Count how many lines of the data below contain the string "warthog"; the reply should be that number alone.

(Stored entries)
::::

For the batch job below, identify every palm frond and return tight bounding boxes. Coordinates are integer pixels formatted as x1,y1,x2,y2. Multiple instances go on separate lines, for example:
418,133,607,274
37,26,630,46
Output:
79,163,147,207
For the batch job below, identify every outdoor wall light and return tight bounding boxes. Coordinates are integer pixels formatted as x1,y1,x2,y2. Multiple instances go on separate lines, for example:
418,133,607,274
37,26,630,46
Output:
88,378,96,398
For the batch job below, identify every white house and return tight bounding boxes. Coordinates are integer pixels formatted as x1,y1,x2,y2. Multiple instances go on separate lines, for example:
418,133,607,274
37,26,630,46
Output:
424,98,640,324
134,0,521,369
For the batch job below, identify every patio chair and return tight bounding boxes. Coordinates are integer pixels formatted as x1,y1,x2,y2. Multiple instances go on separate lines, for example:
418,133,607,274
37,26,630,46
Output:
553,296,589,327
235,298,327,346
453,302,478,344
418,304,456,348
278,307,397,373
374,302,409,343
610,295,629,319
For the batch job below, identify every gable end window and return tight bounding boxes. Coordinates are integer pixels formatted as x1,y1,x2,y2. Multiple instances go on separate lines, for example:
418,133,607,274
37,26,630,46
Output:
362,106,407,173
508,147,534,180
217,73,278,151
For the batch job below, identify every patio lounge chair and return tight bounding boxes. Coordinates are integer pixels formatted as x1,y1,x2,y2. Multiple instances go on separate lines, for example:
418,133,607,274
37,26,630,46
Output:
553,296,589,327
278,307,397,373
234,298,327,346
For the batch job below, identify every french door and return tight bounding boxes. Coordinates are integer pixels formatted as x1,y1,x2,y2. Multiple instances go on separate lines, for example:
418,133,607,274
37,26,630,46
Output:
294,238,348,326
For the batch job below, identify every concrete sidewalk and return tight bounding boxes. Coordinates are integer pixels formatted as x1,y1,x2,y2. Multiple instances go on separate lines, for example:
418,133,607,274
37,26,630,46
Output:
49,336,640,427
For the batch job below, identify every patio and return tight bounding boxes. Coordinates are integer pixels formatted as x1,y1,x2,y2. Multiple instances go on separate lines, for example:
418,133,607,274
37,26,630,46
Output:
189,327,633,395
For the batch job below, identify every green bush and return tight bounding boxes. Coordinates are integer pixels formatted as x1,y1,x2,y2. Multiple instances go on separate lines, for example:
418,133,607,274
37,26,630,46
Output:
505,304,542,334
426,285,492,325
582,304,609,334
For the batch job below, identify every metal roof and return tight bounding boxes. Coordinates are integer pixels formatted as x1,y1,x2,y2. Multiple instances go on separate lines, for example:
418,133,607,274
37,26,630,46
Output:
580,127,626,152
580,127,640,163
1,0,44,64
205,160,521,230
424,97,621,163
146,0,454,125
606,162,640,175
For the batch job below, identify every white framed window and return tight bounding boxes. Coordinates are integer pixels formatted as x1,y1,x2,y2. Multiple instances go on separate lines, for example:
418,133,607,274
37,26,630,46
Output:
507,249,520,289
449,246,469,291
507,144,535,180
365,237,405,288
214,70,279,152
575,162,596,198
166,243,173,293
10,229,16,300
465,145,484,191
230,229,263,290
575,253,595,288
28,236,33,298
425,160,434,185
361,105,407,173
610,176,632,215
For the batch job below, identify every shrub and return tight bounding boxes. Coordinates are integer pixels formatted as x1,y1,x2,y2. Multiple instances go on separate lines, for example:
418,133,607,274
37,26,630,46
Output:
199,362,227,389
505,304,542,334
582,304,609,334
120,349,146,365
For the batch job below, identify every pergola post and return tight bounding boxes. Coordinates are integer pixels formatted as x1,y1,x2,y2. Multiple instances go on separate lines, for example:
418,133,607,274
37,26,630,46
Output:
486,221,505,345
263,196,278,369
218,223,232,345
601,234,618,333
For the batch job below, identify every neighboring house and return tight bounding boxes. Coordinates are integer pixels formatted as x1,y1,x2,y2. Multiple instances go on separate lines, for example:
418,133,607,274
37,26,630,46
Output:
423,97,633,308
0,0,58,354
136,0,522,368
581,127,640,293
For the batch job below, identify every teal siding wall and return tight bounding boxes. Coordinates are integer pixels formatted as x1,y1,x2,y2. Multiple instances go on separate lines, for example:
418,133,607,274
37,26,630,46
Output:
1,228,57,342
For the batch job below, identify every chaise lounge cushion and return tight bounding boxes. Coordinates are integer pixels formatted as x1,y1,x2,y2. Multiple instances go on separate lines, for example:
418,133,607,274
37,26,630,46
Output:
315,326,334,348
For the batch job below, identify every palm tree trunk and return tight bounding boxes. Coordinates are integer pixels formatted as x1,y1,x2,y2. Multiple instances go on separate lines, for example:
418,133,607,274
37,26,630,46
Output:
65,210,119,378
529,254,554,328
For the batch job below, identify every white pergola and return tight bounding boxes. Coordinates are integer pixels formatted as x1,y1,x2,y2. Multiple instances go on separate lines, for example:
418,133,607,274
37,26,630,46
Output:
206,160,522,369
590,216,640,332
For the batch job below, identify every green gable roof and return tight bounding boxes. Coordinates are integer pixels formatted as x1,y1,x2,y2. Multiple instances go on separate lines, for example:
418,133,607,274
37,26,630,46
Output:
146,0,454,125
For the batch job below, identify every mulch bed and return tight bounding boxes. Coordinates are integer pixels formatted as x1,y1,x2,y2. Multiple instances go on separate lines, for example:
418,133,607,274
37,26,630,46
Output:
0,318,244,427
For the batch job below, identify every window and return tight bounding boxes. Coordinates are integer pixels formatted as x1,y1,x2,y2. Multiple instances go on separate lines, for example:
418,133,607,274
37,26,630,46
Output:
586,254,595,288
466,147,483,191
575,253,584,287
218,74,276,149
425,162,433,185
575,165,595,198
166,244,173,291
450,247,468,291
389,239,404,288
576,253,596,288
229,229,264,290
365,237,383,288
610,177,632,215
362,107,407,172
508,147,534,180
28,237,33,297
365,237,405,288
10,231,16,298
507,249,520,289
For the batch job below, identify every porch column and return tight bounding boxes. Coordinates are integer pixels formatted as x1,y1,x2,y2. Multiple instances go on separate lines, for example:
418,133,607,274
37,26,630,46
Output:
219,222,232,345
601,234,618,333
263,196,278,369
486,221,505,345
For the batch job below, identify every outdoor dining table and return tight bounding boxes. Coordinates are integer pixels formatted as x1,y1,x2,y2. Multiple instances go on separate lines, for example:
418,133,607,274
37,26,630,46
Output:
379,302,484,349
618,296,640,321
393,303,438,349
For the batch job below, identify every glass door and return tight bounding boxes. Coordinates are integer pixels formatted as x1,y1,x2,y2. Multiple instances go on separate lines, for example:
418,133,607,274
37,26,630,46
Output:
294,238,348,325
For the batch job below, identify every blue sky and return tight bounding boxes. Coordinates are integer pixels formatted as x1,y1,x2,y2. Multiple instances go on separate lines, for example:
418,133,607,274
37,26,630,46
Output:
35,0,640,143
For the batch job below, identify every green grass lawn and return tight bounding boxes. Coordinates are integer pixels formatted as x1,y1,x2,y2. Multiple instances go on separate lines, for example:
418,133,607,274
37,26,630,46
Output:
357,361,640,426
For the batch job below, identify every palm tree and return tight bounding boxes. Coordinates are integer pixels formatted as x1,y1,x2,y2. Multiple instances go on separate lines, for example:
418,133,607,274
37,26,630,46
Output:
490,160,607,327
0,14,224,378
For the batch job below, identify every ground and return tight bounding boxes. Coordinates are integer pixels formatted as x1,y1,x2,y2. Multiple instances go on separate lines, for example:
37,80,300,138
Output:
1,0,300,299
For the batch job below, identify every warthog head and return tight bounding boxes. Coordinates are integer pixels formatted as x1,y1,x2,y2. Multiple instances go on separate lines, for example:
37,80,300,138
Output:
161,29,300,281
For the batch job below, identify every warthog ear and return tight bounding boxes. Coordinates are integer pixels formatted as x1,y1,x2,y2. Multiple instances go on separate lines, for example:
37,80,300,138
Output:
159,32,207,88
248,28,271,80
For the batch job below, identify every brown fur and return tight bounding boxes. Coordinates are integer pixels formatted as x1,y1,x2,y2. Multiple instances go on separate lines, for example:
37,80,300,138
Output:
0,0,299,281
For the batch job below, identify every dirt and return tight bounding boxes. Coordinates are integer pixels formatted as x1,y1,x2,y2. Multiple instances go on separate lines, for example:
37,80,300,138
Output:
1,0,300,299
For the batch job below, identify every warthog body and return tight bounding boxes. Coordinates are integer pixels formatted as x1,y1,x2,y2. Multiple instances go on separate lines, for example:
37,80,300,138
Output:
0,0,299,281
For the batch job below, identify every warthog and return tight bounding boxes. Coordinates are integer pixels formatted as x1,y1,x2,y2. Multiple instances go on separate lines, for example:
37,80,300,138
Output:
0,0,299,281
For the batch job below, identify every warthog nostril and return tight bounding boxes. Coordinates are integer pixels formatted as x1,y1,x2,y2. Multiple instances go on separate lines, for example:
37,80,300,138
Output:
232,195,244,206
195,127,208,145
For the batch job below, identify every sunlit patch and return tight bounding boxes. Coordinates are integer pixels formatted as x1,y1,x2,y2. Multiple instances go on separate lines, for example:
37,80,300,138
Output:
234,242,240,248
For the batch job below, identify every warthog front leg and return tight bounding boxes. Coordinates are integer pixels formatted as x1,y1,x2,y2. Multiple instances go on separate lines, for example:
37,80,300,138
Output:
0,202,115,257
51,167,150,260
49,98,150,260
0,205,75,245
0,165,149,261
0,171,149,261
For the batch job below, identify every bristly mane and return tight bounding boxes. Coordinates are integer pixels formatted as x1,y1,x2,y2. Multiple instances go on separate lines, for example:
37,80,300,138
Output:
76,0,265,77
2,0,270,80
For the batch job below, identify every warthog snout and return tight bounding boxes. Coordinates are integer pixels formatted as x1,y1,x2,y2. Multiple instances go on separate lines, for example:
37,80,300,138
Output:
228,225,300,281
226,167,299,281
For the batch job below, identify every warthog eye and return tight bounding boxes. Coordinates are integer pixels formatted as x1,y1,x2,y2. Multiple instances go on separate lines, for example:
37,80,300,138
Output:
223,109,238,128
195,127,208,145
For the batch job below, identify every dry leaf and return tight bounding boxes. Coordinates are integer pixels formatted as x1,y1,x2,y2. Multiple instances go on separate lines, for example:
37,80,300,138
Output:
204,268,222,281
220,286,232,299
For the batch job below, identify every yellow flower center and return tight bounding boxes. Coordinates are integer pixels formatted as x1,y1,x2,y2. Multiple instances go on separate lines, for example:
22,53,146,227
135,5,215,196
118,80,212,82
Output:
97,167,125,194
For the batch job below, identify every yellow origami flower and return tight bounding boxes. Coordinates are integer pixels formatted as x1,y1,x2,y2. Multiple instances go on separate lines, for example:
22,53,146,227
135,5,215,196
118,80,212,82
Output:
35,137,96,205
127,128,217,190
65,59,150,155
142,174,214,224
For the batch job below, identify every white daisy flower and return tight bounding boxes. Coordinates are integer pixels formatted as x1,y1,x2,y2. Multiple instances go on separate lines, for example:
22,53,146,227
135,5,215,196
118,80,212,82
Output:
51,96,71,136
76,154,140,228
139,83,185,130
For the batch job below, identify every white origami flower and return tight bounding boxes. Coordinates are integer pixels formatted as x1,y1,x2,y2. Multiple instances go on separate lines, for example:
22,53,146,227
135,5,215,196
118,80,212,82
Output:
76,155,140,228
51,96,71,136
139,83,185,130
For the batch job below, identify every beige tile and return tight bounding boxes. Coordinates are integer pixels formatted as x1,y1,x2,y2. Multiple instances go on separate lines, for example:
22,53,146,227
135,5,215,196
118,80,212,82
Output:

::::

ANSWER SPACE
8